* What you need to do *
Your copy of the entries must be exact, and it must not include the pictures.

* Provided data *
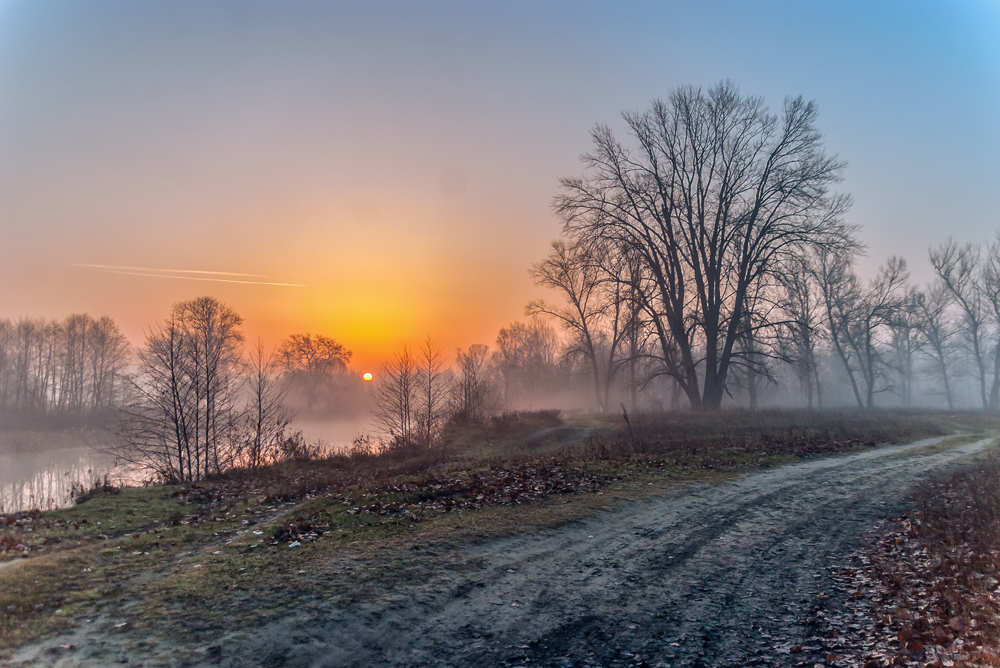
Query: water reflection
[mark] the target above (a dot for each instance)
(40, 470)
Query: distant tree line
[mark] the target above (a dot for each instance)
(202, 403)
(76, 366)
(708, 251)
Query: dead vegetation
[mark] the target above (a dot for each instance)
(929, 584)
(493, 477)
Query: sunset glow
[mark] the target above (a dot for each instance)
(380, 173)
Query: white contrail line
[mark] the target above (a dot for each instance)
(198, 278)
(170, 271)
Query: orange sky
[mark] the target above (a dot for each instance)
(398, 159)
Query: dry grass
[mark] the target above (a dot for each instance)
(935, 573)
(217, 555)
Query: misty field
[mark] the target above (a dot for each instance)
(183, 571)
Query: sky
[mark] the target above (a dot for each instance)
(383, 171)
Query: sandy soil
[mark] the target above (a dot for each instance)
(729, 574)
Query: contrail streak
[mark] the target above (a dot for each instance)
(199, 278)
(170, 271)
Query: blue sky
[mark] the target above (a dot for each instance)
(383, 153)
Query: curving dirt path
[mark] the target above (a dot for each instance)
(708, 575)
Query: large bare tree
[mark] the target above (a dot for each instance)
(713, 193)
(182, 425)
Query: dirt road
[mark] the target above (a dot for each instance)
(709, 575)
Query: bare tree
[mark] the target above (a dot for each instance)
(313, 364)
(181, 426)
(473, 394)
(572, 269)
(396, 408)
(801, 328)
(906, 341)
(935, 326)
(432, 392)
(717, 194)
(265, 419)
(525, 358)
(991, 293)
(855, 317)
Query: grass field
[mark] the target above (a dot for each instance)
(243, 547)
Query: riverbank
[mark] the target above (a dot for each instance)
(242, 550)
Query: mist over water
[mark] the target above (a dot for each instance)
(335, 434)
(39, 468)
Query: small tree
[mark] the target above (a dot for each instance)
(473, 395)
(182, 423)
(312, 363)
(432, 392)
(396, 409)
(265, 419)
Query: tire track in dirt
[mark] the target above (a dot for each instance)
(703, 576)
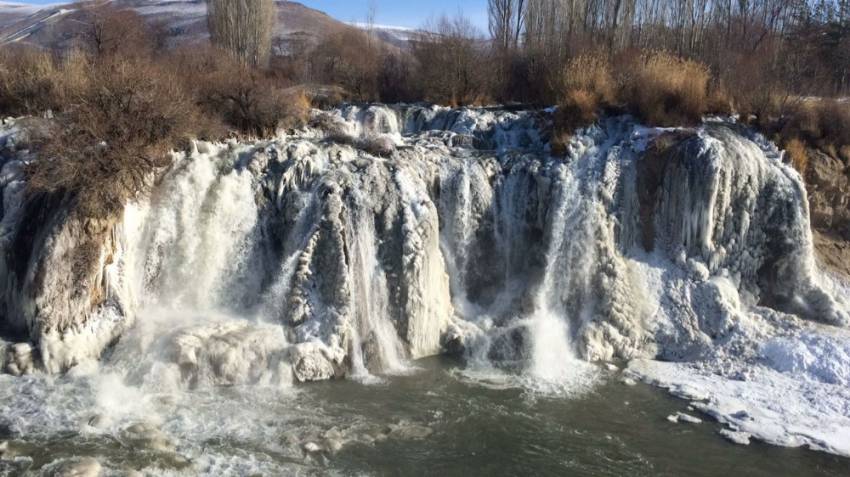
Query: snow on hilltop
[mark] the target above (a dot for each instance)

* Solution to the problem *
Query: water reflection
[mark] the target above (a dot for each instance)
(40, 470)
Query: distant tree line
[mark] the target above (a dot for each instance)
(202, 403)
(76, 366)
(708, 251)
Query: dead vegetation
[mark] the target above (a dot for each instance)
(929, 584)
(493, 477)
Query: sunset glow
[mark] the target above (a dot for each instance)
(380, 173)
Query: white contrail line
[mark] the target above (a dot for each instance)
(198, 278)
(170, 271)
Query: orange sky
[mark] the target above (a dot for each instance)
(398, 159)
Query: dry grass
[mark] the target above (a dot for each instance)
(935, 573)
(217, 555)
Query: misty field
[mark] the target above (a dot for each instance)
(183, 571)
Query: sky
[mark] the target above (a dot for each instance)
(383, 171)
Query: sandy soil
[mark] the target above (a dot for each instance)
(729, 574)
Query: contrail streak
[mark] the target above (a dot for each instance)
(199, 278)
(170, 271)
Query: blue sky
[mark] the target above (a dot for each instance)
(383, 153)
Query: curving dirt path
[mark] the target above (a dot for each instance)
(708, 575)
Query: large bare tree
[mark] the target above (a dot for each instance)
(713, 193)
(182, 425)
Query: dirt road
[mark] the target above (a dot for each instance)
(709, 575)
Query: bare tree
[mark] the target above (a dot for each instance)
(313, 364)
(181, 426)
(473, 394)
(572, 269)
(396, 408)
(801, 328)
(906, 341)
(935, 326)
(432, 392)
(717, 194)
(265, 419)
(525, 358)
(991, 293)
(855, 317)
Query: grass field
[mark] the target above (a dot for each instance)
(243, 547)
Query: riverbank
[mark] the target above (a dot for each instance)
(242, 550)
Query: mist over water
[mark] the target above (a dot for each instance)
(335, 434)
(39, 468)
Query: small tree
[mark] the target above (a dot for each instance)
(473, 395)
(182, 423)
(312, 363)
(432, 392)
(396, 409)
(265, 419)
Query: tire track in dirt
[mark] the target above (a dot for each instance)
(703, 576)
Query: snow on hilltop
[mark] the target above (a dot for each instance)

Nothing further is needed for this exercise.